**Excerpted text**
== == ==

Some examples of control system may include a desktop computer,
laptop computer, tablet computer, gaming console, audio system,
video system, cellular phone, smart phone, personal digital
assistant, set-top box, television set, smart television system,
in-vehicle computer, infotainment system, and so forth. In certain
embodiments, the control system may be incorporated or operatively
coupled to a game console, infotainment system, television device,
and so forth. In certain embodiments, at least some elements of the
control system may be incorporated into the display device (e.g.,
in a form of head-wearable computer).
[0043] The control system may be in a wireless or wired
communication with a depth sensitive device and a display device
(i.e., a head-mounted display). In certain embodiments, the term
"control system" may be simplified to or be interchangeably
mentioned as "computing device," "processing means" or merely a
"processor".
[0044] According to embodiments of the present disclosure, a
display device can be worn by a user within a particular 3D space
such as a living room of premises. The user may be present in front
of a depth sensing device which generates depth maps. The control
system processes depth maps received from the depth sensing device
and, by the result of the processing, the control system may
identify the user, user head, user limbs, generates a corresponding
virtual skeleton of the user, and tracks coordinates of the virtual
skeleton within the 3D space. The control system may also identify
that the user wears or other way utilizes the display device and
then may establish a user-centered coordinate system. The origin of
the user-centered coordinate system may be set to initial
coordinates of those virtual skeleton joints that relate to the
user head. The direction of axes may be bound to initial line of
vision of the user. The line of vision may be determined by a
number of different ways, which may include, for example,
determining the user head orientation, coordinates of specific
virtual skeleton joints, identifying pupils, nose, and other user
head parts. In some other examples, the user may need to make a
predetermined gesture (e.g., a nod or hand motion) so as to assist
the control system to identify the user and his head orientation.
Accordingly, the user-centered coordinate system may be established
at initial steps and it may be fixed so that all successive
movements of the user are tracked on the fixed user-centered
coordinate system. The movements may be tracked so that 3DoF
location data of the user head is generated.
[0045] Further, the display device dynamically receives 3DoF
orientation data from the display device. It should be noted that
the 3DoF orientation data may be, but not necessarily, associated
with the same user-centered coordinate system. Further, the control
system may combine the 3DoF orientation data and 3DoF location data
to generate 6DoF data. The 6DoF data can be further used in virtual
reality simulation, generating a virtual avatar, translating the
user's movements and gestures in the real world into corresponding
movements and gestures of the user's avatar in the virtual world,
generating an appropriate field of view based on current user head
orientation and location, and so forth.
[0046] Below are provided a detailed description of various
embodiments and of examples with reference to the drawings.
[0047] Human-Computer Interface and Coordinate System
[0048] With reference now to the drawings, FIG. 1A shows an example
scene 100 suitable for implementation of a real time human-computer
interface employing the present technology. In particular, there is
shown a user 105 wearing a display device 110 such as a
head-mounted display. The user 105 is present in a space being in
front of a control system 115 which includes a depth sensing device
so that the user 105 can be present in depth maps generated by the
depth sensing device. In certain embodiments, the control system
115 may also (optionally) include a digital video camera to assist
in tracking the user 105, identify his motions, emotions, etc. The
user 105 may stand on a floor (not shown) or on an omnidirectional
treadmill (not shown).

== == ==

**Prompt a**
In the entries between the line holding "Zoom in on the windshield here." and the line holding "370 127 434 143", inclusive, put "Draw a box around" in place of "Zoom in on" and leave everything else the same.

== == ==

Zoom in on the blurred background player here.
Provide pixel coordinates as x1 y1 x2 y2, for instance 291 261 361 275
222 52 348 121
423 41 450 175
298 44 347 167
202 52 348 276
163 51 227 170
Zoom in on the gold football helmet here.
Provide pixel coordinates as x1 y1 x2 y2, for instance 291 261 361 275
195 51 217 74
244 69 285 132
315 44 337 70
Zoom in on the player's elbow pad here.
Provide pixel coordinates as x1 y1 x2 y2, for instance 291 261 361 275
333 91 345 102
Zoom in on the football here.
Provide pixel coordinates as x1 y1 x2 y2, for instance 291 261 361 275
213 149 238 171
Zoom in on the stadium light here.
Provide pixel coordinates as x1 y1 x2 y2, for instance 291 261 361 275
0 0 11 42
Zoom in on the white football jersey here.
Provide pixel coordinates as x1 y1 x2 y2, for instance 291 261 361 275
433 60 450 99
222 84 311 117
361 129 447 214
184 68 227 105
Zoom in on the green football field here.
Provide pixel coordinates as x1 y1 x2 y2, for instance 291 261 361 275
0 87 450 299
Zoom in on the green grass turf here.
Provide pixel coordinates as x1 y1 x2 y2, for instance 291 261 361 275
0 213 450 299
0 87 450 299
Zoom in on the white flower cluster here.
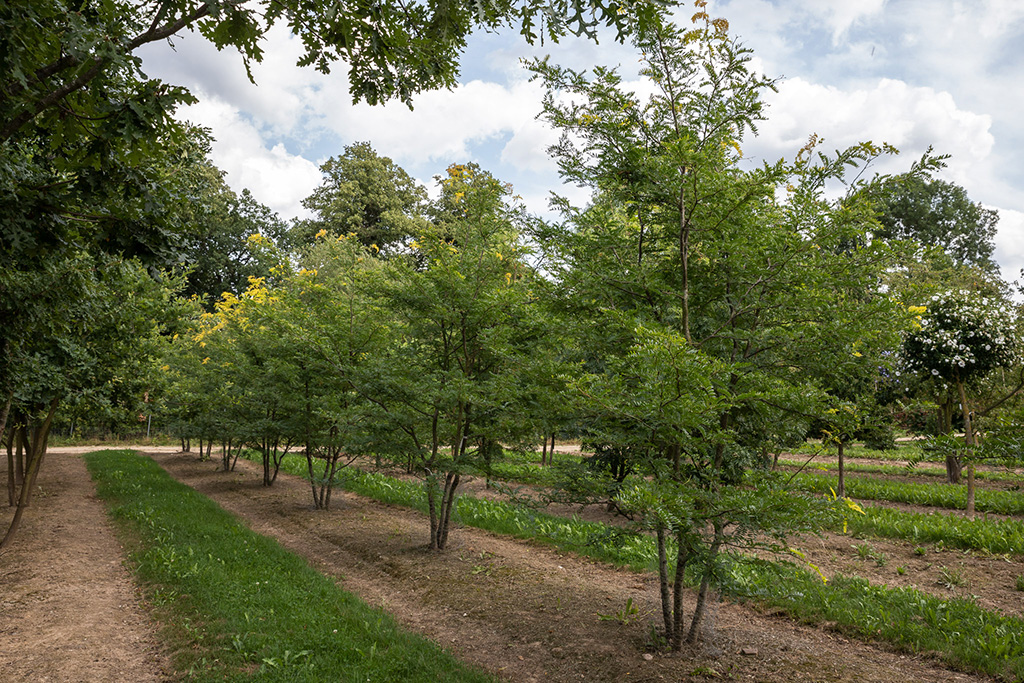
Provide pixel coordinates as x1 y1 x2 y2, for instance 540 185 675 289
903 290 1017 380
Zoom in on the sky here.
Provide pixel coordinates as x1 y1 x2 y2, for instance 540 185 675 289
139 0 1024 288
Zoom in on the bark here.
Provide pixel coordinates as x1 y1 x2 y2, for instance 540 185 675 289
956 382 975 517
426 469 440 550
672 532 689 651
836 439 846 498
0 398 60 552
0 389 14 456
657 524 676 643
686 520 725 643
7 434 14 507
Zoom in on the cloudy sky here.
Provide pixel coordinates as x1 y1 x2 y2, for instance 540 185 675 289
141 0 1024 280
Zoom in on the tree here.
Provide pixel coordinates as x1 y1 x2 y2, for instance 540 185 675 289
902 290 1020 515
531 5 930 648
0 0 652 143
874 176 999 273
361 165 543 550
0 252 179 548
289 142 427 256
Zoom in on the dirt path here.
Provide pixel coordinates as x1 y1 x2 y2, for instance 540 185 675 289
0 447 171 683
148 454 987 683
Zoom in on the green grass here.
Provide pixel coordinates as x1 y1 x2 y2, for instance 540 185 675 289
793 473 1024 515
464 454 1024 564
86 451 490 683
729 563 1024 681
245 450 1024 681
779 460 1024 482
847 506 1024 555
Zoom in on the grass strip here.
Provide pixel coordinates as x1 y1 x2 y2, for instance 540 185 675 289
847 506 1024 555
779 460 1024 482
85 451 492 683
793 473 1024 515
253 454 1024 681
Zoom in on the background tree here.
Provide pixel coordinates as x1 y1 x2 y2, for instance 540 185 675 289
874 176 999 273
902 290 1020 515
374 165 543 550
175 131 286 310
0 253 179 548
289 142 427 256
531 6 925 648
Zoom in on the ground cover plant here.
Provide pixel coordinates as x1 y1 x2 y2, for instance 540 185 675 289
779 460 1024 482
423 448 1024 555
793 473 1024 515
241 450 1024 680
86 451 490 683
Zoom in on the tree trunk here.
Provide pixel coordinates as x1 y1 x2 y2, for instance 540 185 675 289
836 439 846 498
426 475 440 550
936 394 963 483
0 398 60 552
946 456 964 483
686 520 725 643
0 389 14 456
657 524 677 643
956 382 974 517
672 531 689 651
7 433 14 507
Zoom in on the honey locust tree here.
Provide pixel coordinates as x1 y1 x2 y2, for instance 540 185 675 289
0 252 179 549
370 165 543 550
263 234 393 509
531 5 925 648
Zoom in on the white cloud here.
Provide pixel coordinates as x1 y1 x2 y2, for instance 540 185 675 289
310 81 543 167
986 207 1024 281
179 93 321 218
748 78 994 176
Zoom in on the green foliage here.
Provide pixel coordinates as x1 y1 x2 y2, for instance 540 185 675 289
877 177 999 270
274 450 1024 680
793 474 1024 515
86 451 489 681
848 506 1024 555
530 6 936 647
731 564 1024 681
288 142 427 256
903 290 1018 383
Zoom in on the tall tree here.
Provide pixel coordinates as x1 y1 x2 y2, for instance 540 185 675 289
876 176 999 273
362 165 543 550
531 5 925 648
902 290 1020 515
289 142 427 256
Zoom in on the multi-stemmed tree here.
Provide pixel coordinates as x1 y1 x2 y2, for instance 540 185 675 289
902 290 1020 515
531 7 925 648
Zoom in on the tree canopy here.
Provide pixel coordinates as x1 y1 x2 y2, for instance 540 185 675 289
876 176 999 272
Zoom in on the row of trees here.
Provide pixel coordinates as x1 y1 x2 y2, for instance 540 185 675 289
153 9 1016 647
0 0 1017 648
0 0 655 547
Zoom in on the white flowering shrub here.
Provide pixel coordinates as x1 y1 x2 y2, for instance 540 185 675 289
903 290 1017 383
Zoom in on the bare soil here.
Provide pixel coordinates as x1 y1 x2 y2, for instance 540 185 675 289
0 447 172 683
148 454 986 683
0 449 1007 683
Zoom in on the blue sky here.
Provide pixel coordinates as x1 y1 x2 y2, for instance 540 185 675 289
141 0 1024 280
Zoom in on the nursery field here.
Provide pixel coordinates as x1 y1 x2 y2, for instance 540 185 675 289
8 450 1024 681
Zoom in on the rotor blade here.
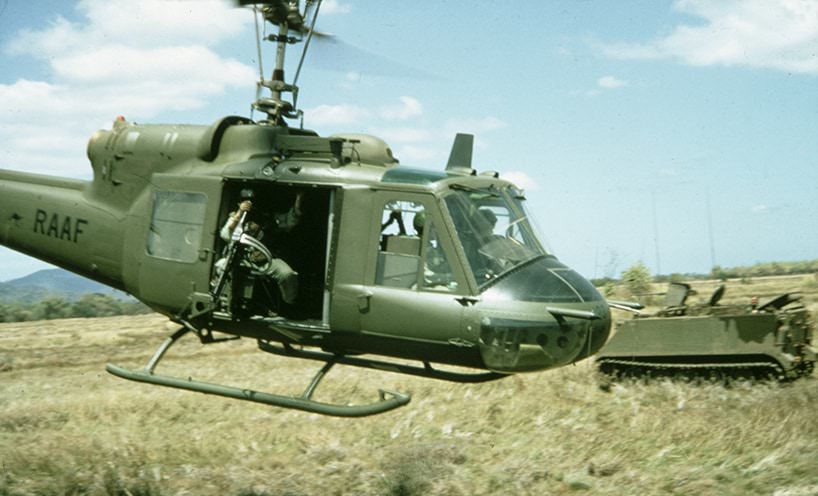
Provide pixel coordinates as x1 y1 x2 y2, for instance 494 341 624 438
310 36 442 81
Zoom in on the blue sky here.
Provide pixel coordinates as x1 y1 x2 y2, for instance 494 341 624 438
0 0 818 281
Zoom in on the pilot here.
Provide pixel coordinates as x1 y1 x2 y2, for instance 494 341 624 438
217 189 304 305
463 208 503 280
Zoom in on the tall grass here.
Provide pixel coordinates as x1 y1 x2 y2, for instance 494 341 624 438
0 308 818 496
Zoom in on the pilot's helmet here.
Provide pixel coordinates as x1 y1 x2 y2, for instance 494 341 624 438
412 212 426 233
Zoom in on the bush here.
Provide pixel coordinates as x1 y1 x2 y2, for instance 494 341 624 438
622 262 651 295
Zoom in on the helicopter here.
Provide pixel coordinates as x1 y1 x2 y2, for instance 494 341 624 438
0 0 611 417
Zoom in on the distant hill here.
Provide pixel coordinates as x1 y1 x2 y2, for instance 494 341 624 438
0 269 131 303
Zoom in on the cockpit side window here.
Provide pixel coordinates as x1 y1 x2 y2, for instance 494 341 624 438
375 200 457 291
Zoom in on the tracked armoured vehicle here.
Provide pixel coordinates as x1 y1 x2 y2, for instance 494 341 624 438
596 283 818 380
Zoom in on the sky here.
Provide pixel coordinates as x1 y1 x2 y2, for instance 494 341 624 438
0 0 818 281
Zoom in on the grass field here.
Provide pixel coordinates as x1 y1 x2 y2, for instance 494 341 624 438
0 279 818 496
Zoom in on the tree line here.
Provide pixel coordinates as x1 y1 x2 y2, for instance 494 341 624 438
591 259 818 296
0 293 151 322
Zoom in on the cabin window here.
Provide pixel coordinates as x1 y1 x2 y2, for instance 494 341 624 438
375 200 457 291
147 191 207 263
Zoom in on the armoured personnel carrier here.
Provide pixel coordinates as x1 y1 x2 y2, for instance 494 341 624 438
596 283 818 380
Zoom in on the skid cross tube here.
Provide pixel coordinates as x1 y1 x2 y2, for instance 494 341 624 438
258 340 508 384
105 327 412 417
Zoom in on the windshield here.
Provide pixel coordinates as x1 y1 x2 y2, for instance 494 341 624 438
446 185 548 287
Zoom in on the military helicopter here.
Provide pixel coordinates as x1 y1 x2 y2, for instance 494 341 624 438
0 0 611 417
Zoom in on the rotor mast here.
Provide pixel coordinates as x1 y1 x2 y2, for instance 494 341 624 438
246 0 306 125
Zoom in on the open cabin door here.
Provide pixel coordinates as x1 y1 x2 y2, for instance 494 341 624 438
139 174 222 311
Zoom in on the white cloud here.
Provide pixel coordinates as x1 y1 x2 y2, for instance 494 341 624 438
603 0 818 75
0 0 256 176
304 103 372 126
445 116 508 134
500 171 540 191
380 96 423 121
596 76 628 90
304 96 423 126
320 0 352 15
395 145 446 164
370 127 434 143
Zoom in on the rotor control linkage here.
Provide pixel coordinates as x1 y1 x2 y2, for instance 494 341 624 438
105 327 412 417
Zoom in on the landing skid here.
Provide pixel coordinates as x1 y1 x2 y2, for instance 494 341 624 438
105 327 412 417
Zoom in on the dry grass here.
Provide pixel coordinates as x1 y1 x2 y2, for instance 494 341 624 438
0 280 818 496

== == ==

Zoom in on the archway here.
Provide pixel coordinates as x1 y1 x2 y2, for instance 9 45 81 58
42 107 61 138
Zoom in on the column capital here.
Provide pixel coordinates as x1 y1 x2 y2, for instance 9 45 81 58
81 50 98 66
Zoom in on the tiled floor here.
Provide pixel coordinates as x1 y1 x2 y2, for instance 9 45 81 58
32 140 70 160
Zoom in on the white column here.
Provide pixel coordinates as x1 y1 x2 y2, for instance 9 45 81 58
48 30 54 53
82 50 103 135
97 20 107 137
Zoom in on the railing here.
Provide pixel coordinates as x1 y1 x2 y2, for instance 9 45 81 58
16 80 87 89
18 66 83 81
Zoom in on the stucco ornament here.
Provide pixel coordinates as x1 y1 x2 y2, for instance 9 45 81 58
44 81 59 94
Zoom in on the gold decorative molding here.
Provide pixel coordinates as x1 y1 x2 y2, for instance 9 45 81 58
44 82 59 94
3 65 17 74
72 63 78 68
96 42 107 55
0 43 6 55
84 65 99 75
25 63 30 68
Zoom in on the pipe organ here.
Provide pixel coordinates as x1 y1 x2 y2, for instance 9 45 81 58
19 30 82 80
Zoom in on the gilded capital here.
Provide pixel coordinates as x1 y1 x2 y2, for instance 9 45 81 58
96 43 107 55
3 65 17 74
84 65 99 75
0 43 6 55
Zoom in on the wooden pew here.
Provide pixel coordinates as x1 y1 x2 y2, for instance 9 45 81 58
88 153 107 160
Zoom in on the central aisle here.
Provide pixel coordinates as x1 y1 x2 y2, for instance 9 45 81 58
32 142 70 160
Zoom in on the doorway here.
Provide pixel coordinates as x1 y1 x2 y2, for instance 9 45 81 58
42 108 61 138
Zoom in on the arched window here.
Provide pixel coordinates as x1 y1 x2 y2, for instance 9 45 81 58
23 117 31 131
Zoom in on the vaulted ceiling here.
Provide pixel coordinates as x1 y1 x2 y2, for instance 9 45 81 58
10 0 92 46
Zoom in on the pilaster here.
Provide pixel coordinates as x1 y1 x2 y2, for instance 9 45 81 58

== == ==

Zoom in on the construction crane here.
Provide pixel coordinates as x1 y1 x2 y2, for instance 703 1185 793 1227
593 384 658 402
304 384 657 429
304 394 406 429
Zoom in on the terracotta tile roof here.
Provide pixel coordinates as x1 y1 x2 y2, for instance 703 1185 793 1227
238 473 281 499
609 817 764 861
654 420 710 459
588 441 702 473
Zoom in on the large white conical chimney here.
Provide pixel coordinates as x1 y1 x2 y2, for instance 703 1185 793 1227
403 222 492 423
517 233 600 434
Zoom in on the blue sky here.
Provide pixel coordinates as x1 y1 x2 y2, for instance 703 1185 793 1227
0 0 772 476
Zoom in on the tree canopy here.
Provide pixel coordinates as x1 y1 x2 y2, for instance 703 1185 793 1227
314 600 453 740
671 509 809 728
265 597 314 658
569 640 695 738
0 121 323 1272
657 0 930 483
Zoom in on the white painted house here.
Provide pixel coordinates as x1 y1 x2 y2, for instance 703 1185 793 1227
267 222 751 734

== == ==

**Prompt b**
In the text on head-mounted display tracking, what two kinds of data does the control system combine to produce 6DoF data?

**Reply a**
Draw a box around the windshield here.
Provide pixel coordinates as x1 y1 x2 y2, for instance 494 341 624 438
446 185 548 287
Draw a box around the military helicopter here.
Provide pixel coordinates as x1 y1 x2 y2, for instance 494 341 624 438
0 0 611 417
Draw a box around the rotor mast here.
Provide pixel coordinates as x1 y1 x2 y2, for instance 494 341 624 438
246 0 306 125
Draw a box around the open cabin door here.
Provide pixel coordinates as x1 y1 x2 y2, for instance 494 341 624 438
139 174 222 311
Draw a box around the white cloud here.
Provide pixel coordinates as x1 y1 x2 y2, for instance 494 341 624 438
603 0 818 75
0 0 256 176
304 103 372 126
445 116 508 134
500 171 540 191
380 96 423 121
596 76 628 90
304 96 423 126
320 0 352 15
395 145 446 164
370 127 434 143

**Reply b**
The 3DoF orientation data and the 3DoF location data.